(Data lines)
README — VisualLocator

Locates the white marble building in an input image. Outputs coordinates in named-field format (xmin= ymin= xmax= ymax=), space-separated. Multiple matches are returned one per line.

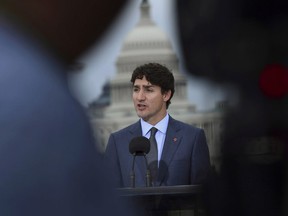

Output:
xmin=89 ymin=1 xmax=225 ymax=169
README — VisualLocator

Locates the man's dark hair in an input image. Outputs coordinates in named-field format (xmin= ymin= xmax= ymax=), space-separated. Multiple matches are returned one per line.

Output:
xmin=130 ymin=63 xmax=175 ymax=109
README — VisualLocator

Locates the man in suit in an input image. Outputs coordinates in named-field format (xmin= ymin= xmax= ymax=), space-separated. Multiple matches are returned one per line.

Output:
xmin=106 ymin=63 xmax=210 ymax=187
xmin=0 ymin=0 xmax=136 ymax=216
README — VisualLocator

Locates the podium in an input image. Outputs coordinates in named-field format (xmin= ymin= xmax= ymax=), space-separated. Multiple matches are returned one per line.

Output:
xmin=117 ymin=185 xmax=201 ymax=216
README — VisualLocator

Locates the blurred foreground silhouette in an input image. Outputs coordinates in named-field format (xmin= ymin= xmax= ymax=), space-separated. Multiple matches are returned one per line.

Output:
xmin=175 ymin=0 xmax=288 ymax=216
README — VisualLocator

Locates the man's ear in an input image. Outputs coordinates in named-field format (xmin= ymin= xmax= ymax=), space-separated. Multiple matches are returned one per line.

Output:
xmin=163 ymin=90 xmax=171 ymax=102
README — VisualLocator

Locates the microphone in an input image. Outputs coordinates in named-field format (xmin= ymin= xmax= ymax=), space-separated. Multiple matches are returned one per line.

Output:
xmin=129 ymin=136 xmax=151 ymax=188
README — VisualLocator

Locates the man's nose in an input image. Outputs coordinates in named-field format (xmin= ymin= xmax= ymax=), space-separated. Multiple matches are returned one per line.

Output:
xmin=137 ymin=90 xmax=145 ymax=100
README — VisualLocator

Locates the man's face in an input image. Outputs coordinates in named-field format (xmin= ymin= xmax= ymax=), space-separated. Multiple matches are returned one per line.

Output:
xmin=132 ymin=76 xmax=171 ymax=125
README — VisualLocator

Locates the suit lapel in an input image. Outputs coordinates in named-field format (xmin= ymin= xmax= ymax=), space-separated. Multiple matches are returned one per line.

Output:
xmin=130 ymin=120 xmax=146 ymax=183
xmin=157 ymin=117 xmax=182 ymax=186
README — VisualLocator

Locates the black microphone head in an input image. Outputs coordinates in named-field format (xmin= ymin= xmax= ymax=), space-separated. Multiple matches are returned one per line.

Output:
xmin=129 ymin=136 xmax=150 ymax=155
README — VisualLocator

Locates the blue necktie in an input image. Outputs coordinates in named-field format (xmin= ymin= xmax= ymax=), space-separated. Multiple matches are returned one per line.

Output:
xmin=147 ymin=127 xmax=158 ymax=185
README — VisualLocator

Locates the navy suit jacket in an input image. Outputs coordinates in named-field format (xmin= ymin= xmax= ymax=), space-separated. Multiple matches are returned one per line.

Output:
xmin=105 ymin=116 xmax=210 ymax=187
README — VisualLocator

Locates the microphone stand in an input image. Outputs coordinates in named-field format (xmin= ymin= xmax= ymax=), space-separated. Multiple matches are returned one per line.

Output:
xmin=144 ymin=153 xmax=151 ymax=187
xmin=130 ymin=153 xmax=136 ymax=188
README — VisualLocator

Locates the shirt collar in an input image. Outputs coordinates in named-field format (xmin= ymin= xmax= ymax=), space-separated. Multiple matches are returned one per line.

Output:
xmin=141 ymin=113 xmax=169 ymax=136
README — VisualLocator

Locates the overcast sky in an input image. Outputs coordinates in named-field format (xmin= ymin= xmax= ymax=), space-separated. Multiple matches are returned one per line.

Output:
xmin=70 ymin=0 xmax=234 ymax=110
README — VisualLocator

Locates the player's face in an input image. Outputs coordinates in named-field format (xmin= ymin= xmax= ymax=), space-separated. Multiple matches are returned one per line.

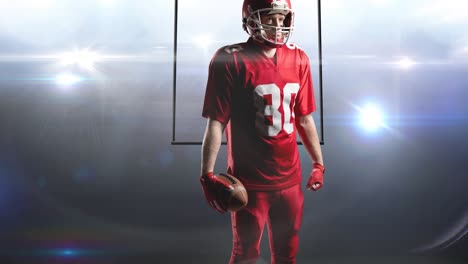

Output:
xmin=260 ymin=14 xmax=286 ymax=41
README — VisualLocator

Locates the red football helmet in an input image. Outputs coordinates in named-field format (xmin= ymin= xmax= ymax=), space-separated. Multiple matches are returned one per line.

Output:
xmin=242 ymin=0 xmax=294 ymax=48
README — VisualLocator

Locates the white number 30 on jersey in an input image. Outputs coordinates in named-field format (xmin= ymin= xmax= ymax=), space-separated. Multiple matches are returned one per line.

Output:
xmin=254 ymin=83 xmax=299 ymax=137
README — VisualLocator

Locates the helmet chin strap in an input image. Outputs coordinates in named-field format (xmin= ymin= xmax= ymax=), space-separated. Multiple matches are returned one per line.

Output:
xmin=253 ymin=35 xmax=284 ymax=49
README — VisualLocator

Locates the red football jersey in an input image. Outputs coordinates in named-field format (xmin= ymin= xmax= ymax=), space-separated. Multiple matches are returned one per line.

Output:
xmin=202 ymin=38 xmax=315 ymax=190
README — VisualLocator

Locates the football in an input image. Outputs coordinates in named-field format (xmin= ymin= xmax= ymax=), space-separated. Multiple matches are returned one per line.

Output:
xmin=216 ymin=173 xmax=249 ymax=212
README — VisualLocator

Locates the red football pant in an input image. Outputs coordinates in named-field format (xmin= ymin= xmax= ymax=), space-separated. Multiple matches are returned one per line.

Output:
xmin=229 ymin=184 xmax=304 ymax=264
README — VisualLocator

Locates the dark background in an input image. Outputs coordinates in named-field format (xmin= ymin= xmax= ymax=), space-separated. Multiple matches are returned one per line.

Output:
xmin=0 ymin=1 xmax=468 ymax=263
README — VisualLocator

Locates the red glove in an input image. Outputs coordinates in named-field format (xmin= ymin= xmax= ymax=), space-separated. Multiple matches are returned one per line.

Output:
xmin=200 ymin=172 xmax=232 ymax=213
xmin=306 ymin=163 xmax=325 ymax=191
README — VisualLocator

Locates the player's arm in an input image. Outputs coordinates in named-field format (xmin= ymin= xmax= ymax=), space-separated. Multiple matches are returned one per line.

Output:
xmin=200 ymin=118 xmax=230 ymax=213
xmin=296 ymin=114 xmax=325 ymax=191
xmin=201 ymin=118 xmax=224 ymax=175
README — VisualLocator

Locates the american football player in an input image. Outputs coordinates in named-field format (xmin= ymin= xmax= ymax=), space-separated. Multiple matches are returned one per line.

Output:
xmin=200 ymin=0 xmax=325 ymax=263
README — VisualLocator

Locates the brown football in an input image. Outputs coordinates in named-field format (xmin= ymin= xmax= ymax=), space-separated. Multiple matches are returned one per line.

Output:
xmin=216 ymin=173 xmax=249 ymax=212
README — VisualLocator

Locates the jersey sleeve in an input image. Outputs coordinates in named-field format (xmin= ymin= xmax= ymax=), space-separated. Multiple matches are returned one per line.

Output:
xmin=202 ymin=50 xmax=233 ymax=124
xmin=294 ymin=51 xmax=316 ymax=116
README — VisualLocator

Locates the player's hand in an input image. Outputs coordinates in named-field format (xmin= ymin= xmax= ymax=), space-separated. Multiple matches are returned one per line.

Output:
xmin=200 ymin=172 xmax=230 ymax=213
xmin=306 ymin=163 xmax=325 ymax=191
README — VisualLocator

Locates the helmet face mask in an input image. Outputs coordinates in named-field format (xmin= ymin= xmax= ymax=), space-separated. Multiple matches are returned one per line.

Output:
xmin=242 ymin=0 xmax=294 ymax=48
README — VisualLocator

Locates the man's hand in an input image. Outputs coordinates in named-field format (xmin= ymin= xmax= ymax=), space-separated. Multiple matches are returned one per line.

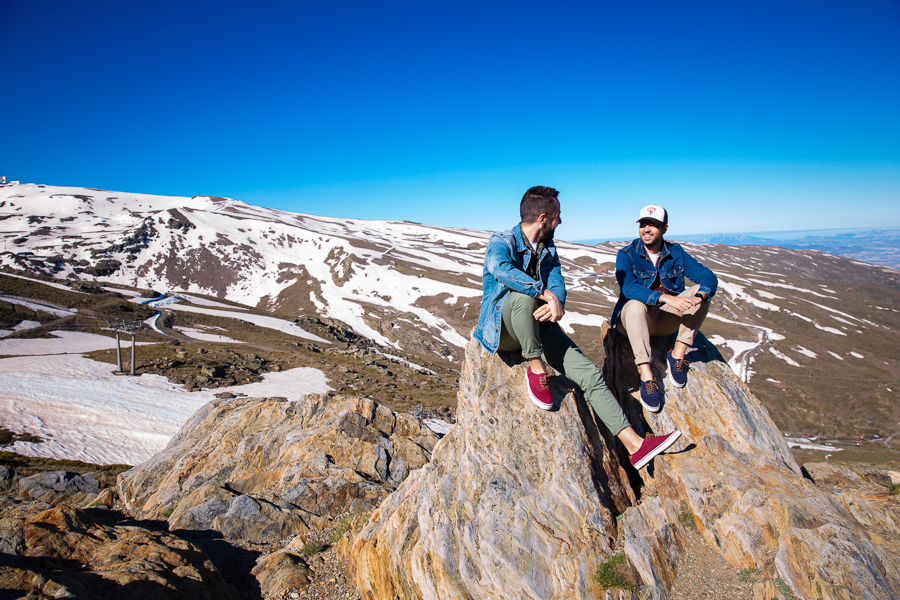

- **Description of the task**: Copy the listing from its first line through the line containing "xmin=89 ymin=1 xmax=225 ymax=169", including both ends, and reproduce each line unchanged but leave out the pictures.

- **The completed task**:
README — VisualLocator

Locates the white marble building in an input image. Outputs coordinates in named-field format (xmin= ymin= xmax= ymax=), space-separated. Multiple matches are returned one per line.


Output:
xmin=89 ymin=1 xmax=225 ymax=169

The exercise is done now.